» **TASK TO COMPLETE**
Write each line out a second time, exactly as shown below.

» **Extracted data entries**

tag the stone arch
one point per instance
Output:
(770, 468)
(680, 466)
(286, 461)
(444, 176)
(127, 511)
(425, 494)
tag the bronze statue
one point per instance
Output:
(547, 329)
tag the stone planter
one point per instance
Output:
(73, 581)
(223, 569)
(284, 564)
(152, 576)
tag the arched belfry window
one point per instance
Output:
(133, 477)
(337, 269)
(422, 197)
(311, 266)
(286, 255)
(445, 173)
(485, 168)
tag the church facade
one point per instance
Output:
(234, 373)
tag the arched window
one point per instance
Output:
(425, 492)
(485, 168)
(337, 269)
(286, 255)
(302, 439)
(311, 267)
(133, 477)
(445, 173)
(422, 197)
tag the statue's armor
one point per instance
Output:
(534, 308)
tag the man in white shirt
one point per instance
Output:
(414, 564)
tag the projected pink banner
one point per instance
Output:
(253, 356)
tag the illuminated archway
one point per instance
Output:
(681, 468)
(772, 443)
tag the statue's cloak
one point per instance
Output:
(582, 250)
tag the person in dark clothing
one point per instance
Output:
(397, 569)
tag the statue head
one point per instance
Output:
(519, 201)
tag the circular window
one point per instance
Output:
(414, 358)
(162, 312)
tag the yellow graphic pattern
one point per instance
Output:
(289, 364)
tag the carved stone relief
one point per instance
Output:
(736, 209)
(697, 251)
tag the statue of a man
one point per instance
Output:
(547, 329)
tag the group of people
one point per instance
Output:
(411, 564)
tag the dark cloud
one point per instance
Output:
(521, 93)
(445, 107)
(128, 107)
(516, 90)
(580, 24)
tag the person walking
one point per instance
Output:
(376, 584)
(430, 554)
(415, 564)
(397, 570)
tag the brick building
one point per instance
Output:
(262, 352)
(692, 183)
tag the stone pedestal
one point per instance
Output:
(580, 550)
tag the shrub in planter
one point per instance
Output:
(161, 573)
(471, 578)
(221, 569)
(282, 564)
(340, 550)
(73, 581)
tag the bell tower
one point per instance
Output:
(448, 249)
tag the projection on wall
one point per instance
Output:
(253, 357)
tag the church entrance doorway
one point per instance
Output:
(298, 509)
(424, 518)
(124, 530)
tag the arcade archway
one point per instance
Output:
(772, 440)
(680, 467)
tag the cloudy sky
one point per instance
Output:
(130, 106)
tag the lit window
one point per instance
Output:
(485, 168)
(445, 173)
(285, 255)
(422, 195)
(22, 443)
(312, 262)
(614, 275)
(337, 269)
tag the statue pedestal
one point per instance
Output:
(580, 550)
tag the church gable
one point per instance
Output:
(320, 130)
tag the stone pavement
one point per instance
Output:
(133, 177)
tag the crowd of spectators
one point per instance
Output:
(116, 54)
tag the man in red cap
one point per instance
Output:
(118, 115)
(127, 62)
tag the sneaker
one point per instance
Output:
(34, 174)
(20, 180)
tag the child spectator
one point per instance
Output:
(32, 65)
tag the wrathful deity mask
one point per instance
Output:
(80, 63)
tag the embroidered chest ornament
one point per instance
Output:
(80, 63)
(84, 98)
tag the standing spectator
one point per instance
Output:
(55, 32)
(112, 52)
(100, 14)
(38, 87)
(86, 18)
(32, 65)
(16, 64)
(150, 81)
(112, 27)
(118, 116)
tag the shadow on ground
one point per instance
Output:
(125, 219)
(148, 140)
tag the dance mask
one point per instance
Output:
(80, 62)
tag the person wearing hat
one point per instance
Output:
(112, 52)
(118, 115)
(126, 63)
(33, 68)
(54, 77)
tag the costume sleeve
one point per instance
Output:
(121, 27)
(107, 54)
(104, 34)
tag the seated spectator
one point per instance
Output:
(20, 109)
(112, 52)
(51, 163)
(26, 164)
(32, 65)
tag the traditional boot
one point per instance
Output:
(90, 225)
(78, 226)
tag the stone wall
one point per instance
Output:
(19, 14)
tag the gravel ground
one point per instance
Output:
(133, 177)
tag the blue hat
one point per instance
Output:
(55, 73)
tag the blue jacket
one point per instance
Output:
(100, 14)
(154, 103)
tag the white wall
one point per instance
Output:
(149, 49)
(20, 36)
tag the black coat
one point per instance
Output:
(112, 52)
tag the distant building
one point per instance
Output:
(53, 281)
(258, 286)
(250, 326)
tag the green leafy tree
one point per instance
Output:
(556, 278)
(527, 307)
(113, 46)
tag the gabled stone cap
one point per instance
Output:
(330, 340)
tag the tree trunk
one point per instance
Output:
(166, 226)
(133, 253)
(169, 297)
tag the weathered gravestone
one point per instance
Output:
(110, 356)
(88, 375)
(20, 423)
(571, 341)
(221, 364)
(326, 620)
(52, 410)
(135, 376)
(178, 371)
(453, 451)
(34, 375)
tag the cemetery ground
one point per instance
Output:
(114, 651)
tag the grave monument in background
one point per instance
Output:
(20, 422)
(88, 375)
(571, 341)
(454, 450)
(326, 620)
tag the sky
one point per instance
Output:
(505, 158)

» **SOLUTION TO THIS TASK**
tag the stone arch
one point per instance
Output:
(770, 468)
(680, 466)
(286, 461)
(444, 176)
(127, 511)
(425, 494)
tag the bronze statue
one point per instance
Output:
(547, 329)
tag the stone planter
one point per instance
Output:
(73, 581)
(223, 569)
(284, 564)
(152, 576)
tag the arched belfry window
one point per instance
Output:
(133, 477)
(337, 269)
(422, 197)
(311, 266)
(286, 255)
(445, 173)
(485, 168)
tag the church facade
one point per instance
Output:
(234, 373)
tag the arched window
one point per instance
Output:
(425, 492)
(485, 168)
(337, 269)
(286, 255)
(302, 439)
(311, 267)
(133, 477)
(445, 173)
(422, 197)
tag the statue's armor
one point per instance
Output:
(534, 308)
tag the man in white shirt
one point per instance
Output:
(414, 564)
tag the projected pink banner
one point per instance
Output:
(253, 356)
tag the illuminated archway
one point per instance
Output:
(681, 468)
(772, 443)
tag the statue's cloak
one point per instance
Output:
(582, 250)
tag the person in dark clothing
one point per instance
Output:
(397, 569)
tag the statue head
one point per instance
Output:
(519, 201)
tag the circular window
one point per instance
Output:
(414, 358)
(162, 312)
tag the yellow graphic pattern
one point per instance
Output:
(289, 364)
tag the carved stone relief
one point per instance
Output:
(736, 209)
(697, 251)
tag the statue of a man
one point per instance
Output:
(547, 329)
tag the group of people
one point per instance
Output:
(411, 564)
tag the dark cloud
one point per instance
Output:
(521, 93)
(445, 107)
(128, 107)
(516, 90)
(580, 24)
tag the person walking
one point per instance
Output:
(376, 584)
(430, 554)
(415, 564)
(397, 570)
tag the brick building
one point per instance
Output:
(262, 352)
(692, 183)
tag the stone pedestal
one point per instance
Output:
(580, 550)
tag the shrub in planter
one point per instance
Output:
(161, 573)
(471, 578)
(221, 569)
(282, 564)
(340, 550)
(73, 581)
tag the bell tower
one point per instance
Output:
(448, 249)
tag the projection on wall
one point per instance
Output:
(253, 357)
tag the church entrance doorway
one point per instance
Output:
(298, 509)
(424, 518)
(124, 530)
tag the arcade archway
one point per instance
Output:
(772, 440)
(680, 467)
tag the cloudy sky
one point per instance
Output:
(130, 106)
tag the lit window
one point per instance
Output:
(485, 168)
(445, 173)
(285, 255)
(422, 195)
(22, 443)
(312, 262)
(614, 275)
(337, 269)
tag the statue pedestal
one point per instance
Output:
(580, 550)
tag the church gable
one point per instance
Output:
(320, 130)
tag the stone pavement
one point per instance
Output:
(133, 177)
tag the crowd of spectators
one point per instance
Output:
(116, 54)
tag the man in red cap
one point per instance
Output:
(118, 115)
(127, 62)
tag the sneaker
one point per instance
Output:
(34, 174)
(20, 180)
tag the child spectator
one point per instance
Output:
(32, 65)
tag the wrathful deity mask
one point per instance
Output:
(80, 63)
tag the embroidered chest ornament
one point per instance
Output:
(80, 63)
(84, 98)
tag the standing spectator
one point per instance
Output:
(55, 32)
(112, 52)
(100, 14)
(38, 87)
(86, 18)
(32, 65)
(16, 64)
(150, 81)
(112, 27)
(118, 116)
tag the shadow on ground
one point per instance
Output:
(125, 219)
(148, 140)
tag the dance mask
one point per instance
Output:
(80, 62)
tag the person wearing hat
one point per instance
Output:
(112, 52)
(118, 115)
(126, 63)
(33, 68)
(54, 77)
tag the costume sleeve
one point per instance
Output:
(121, 27)
(107, 54)
(104, 34)
tag the seated spectator
one point per instance
Output:
(20, 109)
(112, 52)
(51, 163)
(26, 164)
(32, 65)
tag the traditional boot
one point per instance
Output:
(90, 225)
(78, 226)
tag the stone wall
one point per instance
Output:
(19, 14)
tag the gravel ground
one point per instance
Output:
(133, 177)
tag the blue hat
one point per instance
Output:
(55, 73)
tag the blue jacket
one point per instance
Output:
(100, 14)
(154, 103)
tag the white wall
one point per instance
Output:
(149, 49)
(20, 36)
tag the black coat
one point per instance
Output:
(112, 52)
tag the distant building
one point per instance
Output:
(53, 281)
(258, 286)
(250, 326)
tag the green leafy tree
one point per instance
Output:
(556, 278)
(527, 307)
(113, 46)
tag the gabled stone cap
one point per instance
Output:
(330, 340)
tag the tree trunk
one point per instance
Output:
(166, 226)
(133, 253)
(169, 297)
tag the weathered gravestone
one point per instance
Output:
(110, 356)
(88, 375)
(20, 423)
(571, 341)
(221, 364)
(326, 620)
(52, 410)
(135, 376)
(178, 371)
(453, 451)
(34, 375)
tag the cemetery ground
one point per instance
Output:
(114, 651)
tag the grave monument in background
one point per instance
Output:
(20, 422)
(88, 375)
(571, 341)
(454, 450)
(326, 620)
tag the sky
one point per instance
Output:
(505, 158)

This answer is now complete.